Selected excerpt
——
In one class, Marc explained the goal of the class as such: “We go very slow, then we get bogged down, then it is the end of the quarter—and we stop.” How many times have I unknowingly repeated some variation on this theme to my students? For it is so true: as humanists, the best we can do is to endlessly decelerate, conceding each ‘end’-point as the beginning of another, even slower, set of inquiries.

For Mark, slowing down and asking serious questions—he called this “field work”—was a direct mode of critique. He once said, “The regime doesn’t want you to say anything, so that you’ll just shut up and shop.” I don’t think anyone left class and went shopping that night. And I think we all had more questions about this regime—questions that we would go on to vocalize, in class as well as at home and at work.

Of course, Marc was nothing if not enigmatic. One time he claimed, “problem solving is a capitalist idea.” Wait—what were we supposed to do if not solve the very problems that we discovered through theory? But Marc would be on a new point, explaining how “to think is to make a norm.” Wait—as a critic of social norms, how can I not think? Marc’s seminars were relentless investigations that reported to no agency, no authority—and yet this somehow caused everything to be profoundly ethical, and everywhere to be open to scrutiny. And somehow, to enhance the paradox, this never resulted in existential disorientation. Rather, what happened in those seminars—and what has influenced so many of Marc’s students outside of class—was a supremely human connection: fiercely intellectual, and remarkably grounded in the everyday. Marc brought to life the best of the humanities, in its fully engaged self-aware, thoroughly critical mode. Marc’s lessons are dear to my heart and ingrained in my mind, and through these lessons Marc's spirit comes to life in spontaneous contexts and fresh applications every single day.

Marc June, 2009


I thought I'd share a photo of Marc that was a little more current.
Its great to see that you have started this up.
There is a hole, a rift, never, I think, to be filled and/or repaired. Merely marked with reminders, celebrated with thoughts, shared with the ideas that Marc was certain to spark. Marc hated the terminology wrapped around cancer... fighting, attacking, beating cancer were not in his vocabulary. He was content to simply live with it and have it live with him. A room mate... if it would only live with him and share his body...
Marc approached cancer in a way I'd never seen before. He was always in. Present and accounted for. He is my friend even in death. I will miss him, and always hold his memory dear.

Jeremy

Malanga

Cuba, 2005, I am the only grad student and Marc's informal "TA" on the UCD Study Abroad trip: One night I eat some very bad chicken and get sick as a dog. I spend about a day alone up in my room at the casa where all the undergrads and I are staying. I had spent the full day laying on the floor next to the toilet in my room. That evening Marc shows up at my door with a big plate of malanga. He tucked me in bed and then sat on a chair to watch me while I tried to eat. He stayed long enough to make sure I could keep a little of it down. I think this was one of the sweetest things ever!! I'm not sure why I start my postings here with this memory as opposed to any other of the many memories of El Profesor... I guess it was the first time that I saw that tender side of Marc....

I am currently in Puerto Rico and had to chuckle when there were bits of malanga in my chicken soup yesterday... yes, as I nursed another travel-related stomach ache... love you Marc!!

Wednesday, November 11, 2009

Get together?

I was talking last night to some students in the French department, and there is interest in having a get together sometime soon, since the UC Davis memorial for Marc may be a bit far off yet. If anyone wants to take on the task of organizing something-- and I mean like, picking a bar and a time when we can all show up-- that would be great. Or actually, maybe the Delta Venus would be best, as I am sure that his undergraduates would like to attend as well. But how could we get the word out? Any ideas?
——
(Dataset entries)
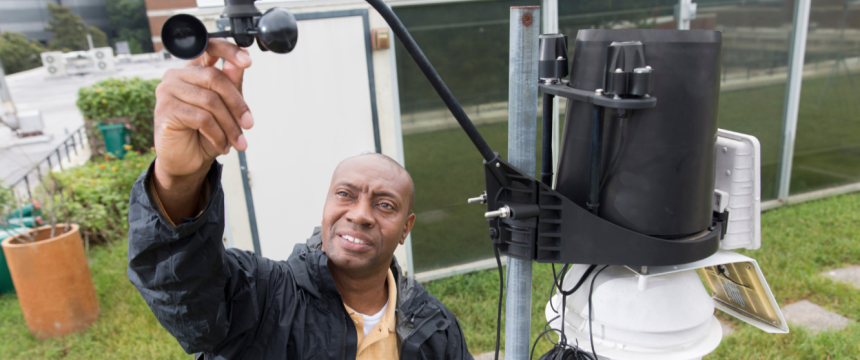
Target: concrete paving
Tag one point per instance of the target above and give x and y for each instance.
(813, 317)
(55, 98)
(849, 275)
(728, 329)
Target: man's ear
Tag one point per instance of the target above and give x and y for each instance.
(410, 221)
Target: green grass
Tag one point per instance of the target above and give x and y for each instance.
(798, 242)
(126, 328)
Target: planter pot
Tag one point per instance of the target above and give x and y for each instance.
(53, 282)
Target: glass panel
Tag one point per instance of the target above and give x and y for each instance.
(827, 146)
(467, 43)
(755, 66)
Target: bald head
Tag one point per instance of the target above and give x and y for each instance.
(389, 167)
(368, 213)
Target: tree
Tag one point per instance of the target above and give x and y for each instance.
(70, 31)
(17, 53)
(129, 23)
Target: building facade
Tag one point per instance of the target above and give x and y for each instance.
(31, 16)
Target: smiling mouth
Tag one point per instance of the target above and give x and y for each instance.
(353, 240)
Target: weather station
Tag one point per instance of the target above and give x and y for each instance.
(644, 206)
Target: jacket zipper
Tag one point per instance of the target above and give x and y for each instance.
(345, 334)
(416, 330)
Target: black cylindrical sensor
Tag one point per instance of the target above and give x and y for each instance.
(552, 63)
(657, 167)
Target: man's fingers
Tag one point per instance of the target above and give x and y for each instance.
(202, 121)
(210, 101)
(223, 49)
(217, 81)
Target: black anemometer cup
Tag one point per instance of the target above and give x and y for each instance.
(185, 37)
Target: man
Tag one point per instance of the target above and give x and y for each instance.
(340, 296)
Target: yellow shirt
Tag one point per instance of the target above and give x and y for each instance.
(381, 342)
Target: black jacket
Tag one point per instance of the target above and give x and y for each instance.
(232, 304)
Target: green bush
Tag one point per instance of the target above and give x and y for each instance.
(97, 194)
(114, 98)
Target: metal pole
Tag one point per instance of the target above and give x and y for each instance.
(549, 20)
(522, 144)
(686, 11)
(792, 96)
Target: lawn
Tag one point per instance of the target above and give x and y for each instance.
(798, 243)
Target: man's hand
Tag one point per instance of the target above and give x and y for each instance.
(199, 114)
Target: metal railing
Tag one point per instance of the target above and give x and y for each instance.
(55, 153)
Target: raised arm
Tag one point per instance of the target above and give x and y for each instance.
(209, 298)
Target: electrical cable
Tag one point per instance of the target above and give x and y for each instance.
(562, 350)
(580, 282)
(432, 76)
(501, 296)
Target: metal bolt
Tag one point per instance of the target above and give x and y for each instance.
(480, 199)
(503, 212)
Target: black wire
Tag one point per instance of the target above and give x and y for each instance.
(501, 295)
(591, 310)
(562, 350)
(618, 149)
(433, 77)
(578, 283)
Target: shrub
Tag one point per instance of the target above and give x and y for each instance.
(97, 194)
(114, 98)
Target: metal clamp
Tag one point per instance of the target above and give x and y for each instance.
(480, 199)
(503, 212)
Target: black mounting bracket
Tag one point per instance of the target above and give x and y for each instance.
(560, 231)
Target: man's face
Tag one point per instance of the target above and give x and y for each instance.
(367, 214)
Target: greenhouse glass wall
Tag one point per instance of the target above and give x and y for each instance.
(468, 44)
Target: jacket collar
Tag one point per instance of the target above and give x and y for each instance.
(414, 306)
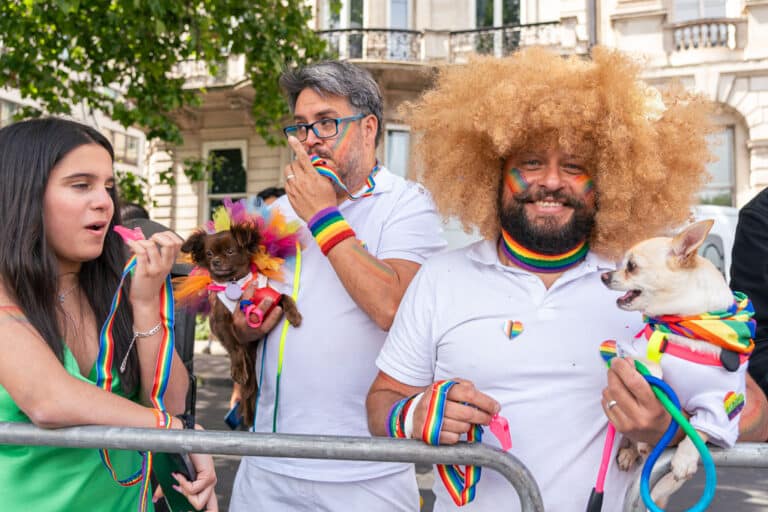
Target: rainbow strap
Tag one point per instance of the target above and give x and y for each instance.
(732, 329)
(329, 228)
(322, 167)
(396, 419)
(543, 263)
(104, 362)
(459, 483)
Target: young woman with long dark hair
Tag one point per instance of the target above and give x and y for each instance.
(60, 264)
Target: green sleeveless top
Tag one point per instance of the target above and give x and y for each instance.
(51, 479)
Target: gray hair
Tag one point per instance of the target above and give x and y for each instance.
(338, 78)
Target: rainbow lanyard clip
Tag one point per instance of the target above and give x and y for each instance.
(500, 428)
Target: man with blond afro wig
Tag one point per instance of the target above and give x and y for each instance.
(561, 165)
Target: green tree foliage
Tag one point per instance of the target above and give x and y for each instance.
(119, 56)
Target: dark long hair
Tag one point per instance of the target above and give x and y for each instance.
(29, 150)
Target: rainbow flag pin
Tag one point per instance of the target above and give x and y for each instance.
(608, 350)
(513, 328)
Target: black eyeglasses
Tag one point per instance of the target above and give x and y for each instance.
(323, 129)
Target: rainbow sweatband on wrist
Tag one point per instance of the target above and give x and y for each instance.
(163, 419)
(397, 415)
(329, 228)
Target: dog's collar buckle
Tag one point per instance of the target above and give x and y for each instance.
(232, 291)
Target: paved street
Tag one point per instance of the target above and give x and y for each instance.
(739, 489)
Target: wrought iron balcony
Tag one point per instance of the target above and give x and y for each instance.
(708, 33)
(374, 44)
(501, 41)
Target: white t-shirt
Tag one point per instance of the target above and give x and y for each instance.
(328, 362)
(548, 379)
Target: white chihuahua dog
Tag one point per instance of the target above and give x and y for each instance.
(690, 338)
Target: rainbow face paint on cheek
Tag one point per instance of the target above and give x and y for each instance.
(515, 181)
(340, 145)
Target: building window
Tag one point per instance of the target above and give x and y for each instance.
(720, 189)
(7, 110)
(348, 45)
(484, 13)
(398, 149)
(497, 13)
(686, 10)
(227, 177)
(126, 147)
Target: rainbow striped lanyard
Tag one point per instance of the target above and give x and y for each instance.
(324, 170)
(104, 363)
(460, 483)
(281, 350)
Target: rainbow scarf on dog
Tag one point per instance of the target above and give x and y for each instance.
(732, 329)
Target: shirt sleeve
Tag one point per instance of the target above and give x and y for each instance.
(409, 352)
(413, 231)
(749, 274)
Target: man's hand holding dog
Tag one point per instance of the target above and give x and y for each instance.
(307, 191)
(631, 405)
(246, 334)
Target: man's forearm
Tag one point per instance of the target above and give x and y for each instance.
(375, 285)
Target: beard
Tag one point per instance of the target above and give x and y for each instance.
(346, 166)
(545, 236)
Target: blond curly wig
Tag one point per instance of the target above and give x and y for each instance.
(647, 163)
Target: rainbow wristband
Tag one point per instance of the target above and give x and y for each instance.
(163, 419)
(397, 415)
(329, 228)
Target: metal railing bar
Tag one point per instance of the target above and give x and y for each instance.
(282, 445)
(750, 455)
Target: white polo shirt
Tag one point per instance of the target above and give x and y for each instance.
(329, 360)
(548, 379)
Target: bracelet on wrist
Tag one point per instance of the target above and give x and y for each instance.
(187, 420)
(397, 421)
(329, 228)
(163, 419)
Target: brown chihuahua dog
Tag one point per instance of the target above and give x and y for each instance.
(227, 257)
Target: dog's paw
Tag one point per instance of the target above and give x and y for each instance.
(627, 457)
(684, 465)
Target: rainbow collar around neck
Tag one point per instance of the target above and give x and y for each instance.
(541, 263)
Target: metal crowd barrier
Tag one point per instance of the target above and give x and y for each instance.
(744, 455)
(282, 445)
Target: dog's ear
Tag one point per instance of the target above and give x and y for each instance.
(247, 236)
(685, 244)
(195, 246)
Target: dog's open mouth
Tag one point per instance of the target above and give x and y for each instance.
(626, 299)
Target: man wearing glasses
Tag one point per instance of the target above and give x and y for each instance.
——
Study questions
a - Copy word for word the stretch of the memorial posts about Marc starting with "I thought I'd" and going on through "his memory dear.".
b - In the memorial posts about Marc, what food did Marc bring to the grad student who was sick during the 2005 Cuba trip?

Task answers
a -
I thought I'd share a photo of Marc that was a little more current.
Its great to see that you have started this up.
There is a hole, a rift, never, I think, to be filled and/or repaired. Merely marked with reminders, celebrated with thoughts, shared with the ideas that Marc was certain to spark. Marc hated the terminology wrapped around cancer... fighting, attacking, beating cancer were not in his vocabulary. He was content to simply live with it and have it live with him. A room mate... if it would only live with him and share his body...
Marc approached cancer in a way I'd never seen before. He was always in. Present and accounted for. He is my friend even in death. I will miss him, and always hold his memory dear.

b - A big plate of malanga.